Mother, 31, who won the right to an abortion in Texas leaves the state to terminate her unviable pregnancy legally after AG Ken Paxton threatened legal action against doctors who performed the procedure
- Kate Cox, 31, sued Texas and last week won relief from the state’s abortion ban.
- Texas Attorney General Ken Paxton appealed the decision, putting the case on hold in the state Supreme Court.
- The Dallas mom has been in and out of the emergency room since the ruling, forcing her to leave Texas.
A Texas mother who sued and won her right to an abortion despite the state’s ban on the procedure left the state after the state last week banned her from having a medically necessary abortion.
Kate Cox, a 31-year-old mother of two, has won a rare fight against an abortion ban in the Lone Star State after her pregnancy was deemed non-viable. She claimed that she could lose her uterus if the pregnancy continued, which would prevent her from having a third child in the future.
“After a week of litigation and threats of prosecution from Texas Attorney General Ken Paxton, our client Kate Cox was forced to leave her home state of Texas to obtain urgent abortion care needed to protect her health and future fertility,” the Center for Reproductive Rights confirmed in social networks.
It is unclear where Cox will get the abortion.
Dallas mom Kate Cox, 31, is carrying a baby diagnosed with a chromosomal abnormality that will almost certainly result in death before or shortly after birth.
Cox, a married mom from Dallas, decided with her doctor that her pregnancy should be terminated after she learned that the baby inside her would die at birth and that carrying the baby to term could hurt her chances of having a future pregnancy.
Because of the Lone Star State’s abortion ban, Cox asked a judge to grant her a medical exemption from a state law that does not allow abortions after six weeks, a period when most women don’t even know they are pregnant.
A judge ruled in Cox’s favor last week, but just days later Attorney General Ken Paxton, himself the target of multiple criminal investigations, challenged the ruling in the state’s highest court.
The state Supreme Court has ruled to block abortion for now.
“The past week of legal uncertainty has been hell for Kate,” said Nancy Northup of the Center for Reproductive Rights.
“Her health is at stake. She was in and out of the emergency room and couldn’t wait any longer. This is why judges and politicians should not make decisions about pregnant women’s health care.”
It’s unclear where Cox fled to, but her lawyers say her story shows why abortion bans are so dangerous.
“Kate desperately wanted to be able to receive medical care where she lived and recover at home, surrounded by family,” Northup added.
“While Kate had the opportunity to leave the state, most people do not and a situation like this could be a death sentence.”

Stored data entries
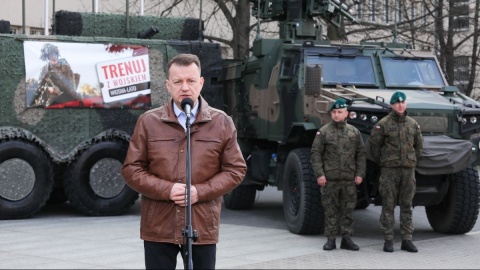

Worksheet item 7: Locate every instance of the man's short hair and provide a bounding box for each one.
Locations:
[167,53,202,77]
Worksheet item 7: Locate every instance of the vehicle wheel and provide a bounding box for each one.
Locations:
[223,185,257,210]
[425,167,480,234]
[64,140,139,216]
[0,140,53,219]
[283,148,324,234]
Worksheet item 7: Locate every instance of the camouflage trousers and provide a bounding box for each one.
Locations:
[320,179,357,238]
[379,168,416,240]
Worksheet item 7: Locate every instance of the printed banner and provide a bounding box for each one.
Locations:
[24,41,151,109]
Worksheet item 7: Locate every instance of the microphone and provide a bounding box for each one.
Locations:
[180,98,193,118]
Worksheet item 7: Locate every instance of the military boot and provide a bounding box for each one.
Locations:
[401,240,418,252]
[383,240,393,252]
[340,237,360,251]
[323,238,337,250]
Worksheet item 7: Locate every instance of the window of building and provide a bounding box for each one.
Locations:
[453,5,470,30]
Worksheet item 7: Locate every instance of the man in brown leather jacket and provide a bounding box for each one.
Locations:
[122,54,247,269]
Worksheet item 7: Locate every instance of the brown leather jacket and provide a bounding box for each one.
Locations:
[122,97,247,244]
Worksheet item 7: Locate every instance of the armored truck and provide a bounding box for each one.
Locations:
[0,11,222,219]
[221,0,480,234]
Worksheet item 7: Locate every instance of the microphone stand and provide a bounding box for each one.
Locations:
[182,114,198,269]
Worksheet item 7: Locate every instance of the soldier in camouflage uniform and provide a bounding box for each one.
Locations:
[30,43,81,107]
[368,92,423,252]
[310,99,366,251]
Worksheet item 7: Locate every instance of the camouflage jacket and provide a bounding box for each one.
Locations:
[368,111,423,168]
[310,122,366,181]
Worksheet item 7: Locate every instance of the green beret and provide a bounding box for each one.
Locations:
[329,98,347,112]
[390,91,407,104]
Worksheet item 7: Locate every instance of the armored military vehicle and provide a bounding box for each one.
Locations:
[0,11,222,219]
[221,0,480,234]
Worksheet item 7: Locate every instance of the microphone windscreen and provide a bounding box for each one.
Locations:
[180,98,193,111]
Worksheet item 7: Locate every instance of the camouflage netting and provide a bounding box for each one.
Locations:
[55,10,203,40]
[0,34,223,160]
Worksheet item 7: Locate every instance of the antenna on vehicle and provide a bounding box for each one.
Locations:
[393,0,398,43]
[255,0,262,39]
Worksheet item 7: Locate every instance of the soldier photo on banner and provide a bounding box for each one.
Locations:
[24,41,151,109]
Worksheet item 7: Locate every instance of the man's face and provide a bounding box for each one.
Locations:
[391,101,407,115]
[165,63,204,108]
[330,108,348,122]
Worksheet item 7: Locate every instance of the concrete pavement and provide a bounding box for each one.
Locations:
[0,187,480,269]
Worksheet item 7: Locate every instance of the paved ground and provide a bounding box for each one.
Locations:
[0,189,480,269]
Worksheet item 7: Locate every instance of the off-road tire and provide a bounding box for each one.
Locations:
[425,167,480,234]
[283,148,324,234]
[0,140,53,219]
[223,185,257,210]
[64,140,139,216]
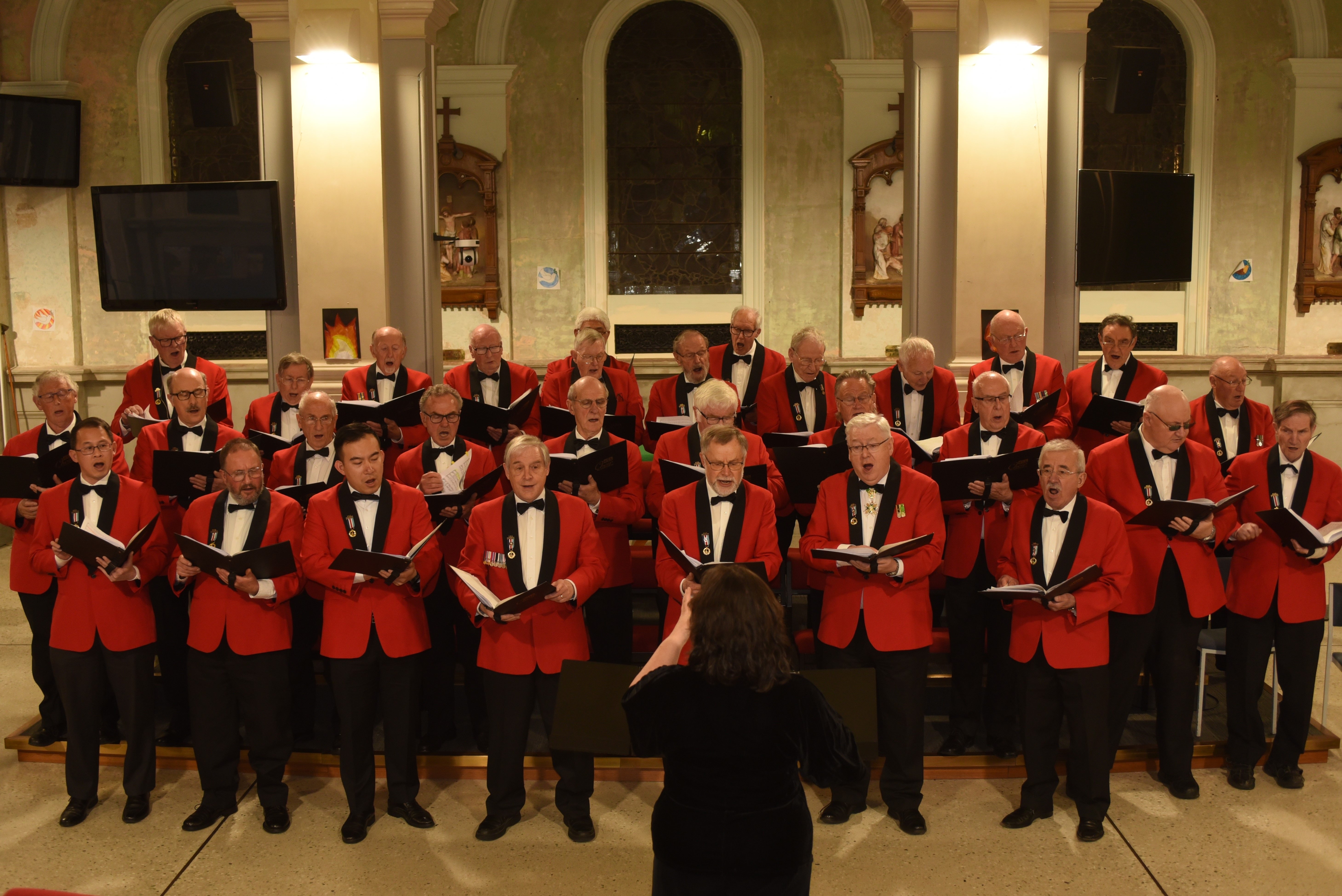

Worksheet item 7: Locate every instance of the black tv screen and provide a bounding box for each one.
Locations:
[0,94,79,187]
[93,181,284,311]
[1076,169,1193,286]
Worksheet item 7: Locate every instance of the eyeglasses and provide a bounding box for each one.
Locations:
[34,389,75,405]
[75,441,113,457]
[848,439,890,455]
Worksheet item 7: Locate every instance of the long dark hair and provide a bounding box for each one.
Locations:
[690,566,792,693]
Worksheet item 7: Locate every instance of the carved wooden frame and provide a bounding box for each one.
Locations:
[1295,137,1342,314]
[848,134,904,319]
[433,134,499,321]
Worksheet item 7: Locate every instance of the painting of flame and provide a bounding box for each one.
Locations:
[322,308,358,361]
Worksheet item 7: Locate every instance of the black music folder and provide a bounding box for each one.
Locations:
[153,448,219,498]
[1076,396,1146,436]
[336,389,424,427]
[1127,485,1257,528]
[541,405,635,441]
[545,441,629,494]
[56,514,158,570]
[1011,389,1063,429]
[927,445,1043,500]
[177,535,298,578]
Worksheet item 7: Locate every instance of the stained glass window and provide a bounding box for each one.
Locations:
[605,0,741,295]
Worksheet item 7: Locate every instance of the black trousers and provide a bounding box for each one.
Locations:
[582,585,634,665]
[1109,550,1207,781]
[1016,643,1113,821]
[816,613,929,814]
[485,669,596,820]
[289,592,322,740]
[186,633,294,810]
[149,575,191,735]
[1225,594,1323,770]
[51,635,154,799]
[423,570,488,748]
[19,582,66,732]
[330,625,423,816]
[946,540,1016,742]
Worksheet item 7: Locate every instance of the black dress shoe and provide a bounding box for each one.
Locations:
[564,816,596,844]
[937,731,969,756]
[475,812,522,840]
[820,799,867,825]
[1225,763,1255,790]
[387,799,435,828]
[890,809,927,837]
[60,797,98,828]
[121,793,149,825]
[340,813,376,844]
[1002,806,1050,829]
[1076,818,1104,844]
[260,806,289,834]
[181,805,238,830]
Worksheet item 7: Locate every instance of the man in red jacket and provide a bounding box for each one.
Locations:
[1067,314,1169,455]
[396,384,503,752]
[545,377,643,665]
[456,436,607,842]
[115,308,233,441]
[708,304,788,432]
[541,330,647,445]
[1225,401,1342,790]
[302,422,443,844]
[1082,385,1235,799]
[443,323,541,465]
[1188,356,1276,474]
[965,310,1072,439]
[172,439,303,834]
[29,417,168,828]
[130,368,241,747]
[998,439,1133,842]
[801,414,946,834]
[658,425,782,655]
[0,370,130,747]
[872,337,960,441]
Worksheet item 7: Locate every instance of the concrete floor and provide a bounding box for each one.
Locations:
[0,549,1342,896]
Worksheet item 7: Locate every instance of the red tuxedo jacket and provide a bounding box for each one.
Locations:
[166,491,303,656]
[871,366,960,440]
[130,421,241,539]
[537,356,648,445]
[443,359,541,465]
[110,353,233,441]
[302,480,443,660]
[1188,392,1276,474]
[1082,431,1237,616]
[1225,447,1342,622]
[454,490,605,675]
[1059,356,1170,457]
[29,475,168,651]
[996,495,1133,669]
[756,365,839,432]
[0,422,130,594]
[658,482,782,641]
[801,465,946,651]
[545,432,643,588]
[939,420,1044,577]
[647,424,792,516]
[965,349,1072,439]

> **DIRECTIONS**:
A – In the article about Kate Cox, which organization is Nancy Northup with?
B – Edit the part of the article about Kate Cox that opens with the words "- The Dallas" and closes with "in the future.", changing "Lone Star State" to "state of Texas".
C – Summarize the article about Kate Cox in two sentences.
The entries were drawn from a separate source.

> **ANSWERS BY ITEM NUMBER**:
A – The Center for Reproductive Rights.

B –
- The Dallas mom has been in and out of the emergency room since the ruling, forcing her to leave Texas.
A Texas mother who sued and won her right to an abortion despite the state’s ban on the procedure left the state after the state last week banned her from having a medically necessary abortion.
Kate Cox, a 31-year-old mother of two, has won a rare fight against an abortion ban in the state of Texas after her pregnancy was deemed non-viable. She claimed that she could lose her uterus if the pregnancy continued, which would prevent her from having a third child in the future.

C – Kate Cox, a 31-year-old Dallas mother whose pregnancy was deemed non-viable, sued Texas and won relief from the state's abortion ban, but Attorney General Ken Paxton challenged the ruling and the state Supreme Court blocked the abortion for now. After a week of litigation, threats of prosecution and trips in and out of the emergency room, Cox left Texas to obtain urgent abortion care, according to the Center for Reproductive Rights.